Stored data entries
■ ■ ■ ■ ■ ■ ■
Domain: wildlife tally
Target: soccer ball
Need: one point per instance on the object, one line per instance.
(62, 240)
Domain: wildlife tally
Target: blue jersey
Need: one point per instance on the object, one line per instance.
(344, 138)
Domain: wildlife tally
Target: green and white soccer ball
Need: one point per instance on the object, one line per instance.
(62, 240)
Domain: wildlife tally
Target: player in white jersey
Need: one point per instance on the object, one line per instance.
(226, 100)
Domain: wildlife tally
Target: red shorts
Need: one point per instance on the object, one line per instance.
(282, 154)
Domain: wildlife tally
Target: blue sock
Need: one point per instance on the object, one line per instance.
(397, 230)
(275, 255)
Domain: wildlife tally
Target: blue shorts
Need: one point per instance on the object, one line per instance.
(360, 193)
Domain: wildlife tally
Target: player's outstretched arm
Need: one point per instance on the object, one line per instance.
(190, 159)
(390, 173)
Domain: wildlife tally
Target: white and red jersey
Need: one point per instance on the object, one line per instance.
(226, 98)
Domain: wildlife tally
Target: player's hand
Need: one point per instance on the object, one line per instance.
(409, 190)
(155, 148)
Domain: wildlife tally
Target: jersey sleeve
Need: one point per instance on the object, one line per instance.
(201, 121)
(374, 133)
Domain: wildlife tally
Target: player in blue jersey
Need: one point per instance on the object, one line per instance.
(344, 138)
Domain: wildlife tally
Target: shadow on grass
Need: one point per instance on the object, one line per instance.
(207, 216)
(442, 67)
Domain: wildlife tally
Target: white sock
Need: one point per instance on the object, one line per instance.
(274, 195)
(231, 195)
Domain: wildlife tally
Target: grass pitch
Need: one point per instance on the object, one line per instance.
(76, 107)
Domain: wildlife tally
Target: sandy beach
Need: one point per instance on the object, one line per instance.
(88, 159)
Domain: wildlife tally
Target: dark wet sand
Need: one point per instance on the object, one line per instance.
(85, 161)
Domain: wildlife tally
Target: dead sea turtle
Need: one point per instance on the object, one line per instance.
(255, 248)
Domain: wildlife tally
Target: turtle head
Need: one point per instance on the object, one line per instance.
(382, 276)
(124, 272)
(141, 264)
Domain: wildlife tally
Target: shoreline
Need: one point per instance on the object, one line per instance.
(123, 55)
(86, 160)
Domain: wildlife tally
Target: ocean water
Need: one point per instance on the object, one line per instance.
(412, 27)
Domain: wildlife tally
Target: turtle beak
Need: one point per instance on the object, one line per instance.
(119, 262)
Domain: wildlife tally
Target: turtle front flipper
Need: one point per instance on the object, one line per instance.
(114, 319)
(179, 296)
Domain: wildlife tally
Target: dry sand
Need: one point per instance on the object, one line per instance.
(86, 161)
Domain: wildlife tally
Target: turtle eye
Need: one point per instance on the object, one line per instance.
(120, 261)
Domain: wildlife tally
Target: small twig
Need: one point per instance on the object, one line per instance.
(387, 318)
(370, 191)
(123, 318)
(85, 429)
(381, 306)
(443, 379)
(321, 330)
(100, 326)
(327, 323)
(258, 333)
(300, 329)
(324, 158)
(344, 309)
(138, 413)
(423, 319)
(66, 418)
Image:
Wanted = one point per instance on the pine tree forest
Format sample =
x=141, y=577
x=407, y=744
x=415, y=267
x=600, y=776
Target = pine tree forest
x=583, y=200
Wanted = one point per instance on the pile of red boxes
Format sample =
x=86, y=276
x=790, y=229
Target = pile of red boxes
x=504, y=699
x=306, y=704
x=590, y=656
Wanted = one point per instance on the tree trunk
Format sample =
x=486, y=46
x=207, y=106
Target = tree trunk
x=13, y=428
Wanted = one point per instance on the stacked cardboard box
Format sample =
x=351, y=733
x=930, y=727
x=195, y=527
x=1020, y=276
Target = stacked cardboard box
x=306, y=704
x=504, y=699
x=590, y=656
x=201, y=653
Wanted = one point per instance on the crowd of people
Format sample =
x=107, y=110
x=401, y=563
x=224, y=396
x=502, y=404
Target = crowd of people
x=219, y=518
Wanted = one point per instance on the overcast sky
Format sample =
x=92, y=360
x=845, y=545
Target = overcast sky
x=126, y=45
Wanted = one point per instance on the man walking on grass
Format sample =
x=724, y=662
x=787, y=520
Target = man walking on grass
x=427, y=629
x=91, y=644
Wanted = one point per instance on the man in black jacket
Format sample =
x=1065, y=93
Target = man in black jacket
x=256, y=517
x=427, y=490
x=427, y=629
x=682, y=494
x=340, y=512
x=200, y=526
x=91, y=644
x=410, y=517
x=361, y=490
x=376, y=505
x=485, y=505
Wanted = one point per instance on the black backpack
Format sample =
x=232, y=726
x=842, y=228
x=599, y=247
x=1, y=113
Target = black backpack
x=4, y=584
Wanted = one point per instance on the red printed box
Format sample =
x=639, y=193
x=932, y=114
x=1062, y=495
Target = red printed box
■ ■ ■ ■ ■ ■ ■
**TASK PROMPT**:
Lay out as a numbered list the part of the listing above that opens with the line containing "Wanted = one point per instance on the stacked" and closes with the line containing "x=485, y=505". Leave out any blank lines.

**THE OUTPUT**:
1. Wanted = one point per instance on the stacked cardboard box
2. Format sample =
3. x=351, y=733
4. x=930, y=727
5. x=195, y=527
6. x=1020, y=276
7. Target = stacked cardboard box
8. x=306, y=704
9. x=504, y=699
10. x=590, y=656
11. x=201, y=653
12. Wanted = one point per instance on the crowd of people
13. Format sample =
14. x=107, y=110
15. x=401, y=563
16. x=224, y=396
17. x=502, y=404
18. Target = crowd of people
19. x=219, y=518
20. Wanted = one point per instance on the overcast sky
21. Format sample =
22. x=92, y=360
23. x=845, y=545
24. Target = overcast sky
25. x=126, y=45
26. Wanted = one point per instance on the man walking on grass
27. Format sample =
28. x=724, y=662
29. x=787, y=520
30. Target = man walking on grass
31. x=427, y=629
32. x=91, y=644
33. Wanted = one point per instance on the man in black jacket
34. Format sample =
35. x=1065, y=93
36. Target = man in black jacket
37. x=256, y=517
38. x=427, y=490
39. x=427, y=629
40. x=682, y=494
41. x=340, y=512
42. x=200, y=526
43. x=91, y=644
44. x=410, y=517
45. x=361, y=490
46. x=376, y=505
47. x=485, y=505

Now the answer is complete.